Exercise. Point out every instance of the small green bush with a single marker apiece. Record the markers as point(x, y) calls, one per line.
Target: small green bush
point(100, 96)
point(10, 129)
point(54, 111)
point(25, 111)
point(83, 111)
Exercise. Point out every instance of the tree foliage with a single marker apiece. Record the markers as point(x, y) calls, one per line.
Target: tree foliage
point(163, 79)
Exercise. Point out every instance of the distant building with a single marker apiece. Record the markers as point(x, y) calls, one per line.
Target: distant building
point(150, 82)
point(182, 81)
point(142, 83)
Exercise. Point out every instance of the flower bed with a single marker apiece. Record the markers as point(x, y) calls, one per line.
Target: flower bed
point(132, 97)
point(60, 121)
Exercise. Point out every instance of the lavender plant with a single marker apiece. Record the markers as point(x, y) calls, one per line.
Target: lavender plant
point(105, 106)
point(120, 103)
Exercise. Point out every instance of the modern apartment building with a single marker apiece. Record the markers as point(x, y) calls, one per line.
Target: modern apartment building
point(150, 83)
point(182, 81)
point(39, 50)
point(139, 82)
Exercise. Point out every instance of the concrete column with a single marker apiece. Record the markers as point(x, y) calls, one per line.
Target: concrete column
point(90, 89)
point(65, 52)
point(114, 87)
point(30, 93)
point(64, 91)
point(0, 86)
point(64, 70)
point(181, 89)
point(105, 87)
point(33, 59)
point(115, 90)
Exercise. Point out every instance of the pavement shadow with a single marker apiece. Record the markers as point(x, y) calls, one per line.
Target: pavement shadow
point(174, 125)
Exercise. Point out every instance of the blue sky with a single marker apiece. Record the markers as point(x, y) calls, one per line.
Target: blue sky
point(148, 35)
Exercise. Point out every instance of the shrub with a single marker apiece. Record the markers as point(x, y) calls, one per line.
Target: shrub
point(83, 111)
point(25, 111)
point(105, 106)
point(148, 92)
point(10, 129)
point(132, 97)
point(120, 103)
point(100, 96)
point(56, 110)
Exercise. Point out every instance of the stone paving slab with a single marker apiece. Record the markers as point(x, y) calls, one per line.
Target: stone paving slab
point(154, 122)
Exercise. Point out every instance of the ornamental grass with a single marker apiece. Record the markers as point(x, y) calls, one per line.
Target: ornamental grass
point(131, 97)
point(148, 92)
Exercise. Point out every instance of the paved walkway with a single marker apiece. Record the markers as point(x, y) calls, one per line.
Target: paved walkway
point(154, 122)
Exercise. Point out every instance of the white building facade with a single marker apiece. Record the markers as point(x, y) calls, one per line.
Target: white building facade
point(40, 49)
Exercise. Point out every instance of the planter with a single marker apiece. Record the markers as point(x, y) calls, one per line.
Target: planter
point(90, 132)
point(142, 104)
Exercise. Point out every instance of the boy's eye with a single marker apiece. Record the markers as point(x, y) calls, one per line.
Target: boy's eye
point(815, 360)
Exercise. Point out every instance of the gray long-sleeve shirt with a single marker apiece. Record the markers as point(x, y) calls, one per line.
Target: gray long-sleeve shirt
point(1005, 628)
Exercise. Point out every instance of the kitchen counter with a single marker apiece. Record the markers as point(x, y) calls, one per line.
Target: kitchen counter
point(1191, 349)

- Required action -
For the entries above, transcribe precisely the lines from the one with "Target: boy's eye" through the end, including both.

- Result below -
Target: boy's eye
point(815, 360)
Exercise. Point out every instance of the gray long-sleeve shirt with a single marker apiece. Record the markers as point(x, y) calls, one per line.
Target: gray long-sleeve shirt
point(1005, 628)
Exercise. Point out every instance of the kitchen counter with a single marker apiece. Record the markers as point(x, y) calls, one per line.
Target: kitchen counter
point(1191, 349)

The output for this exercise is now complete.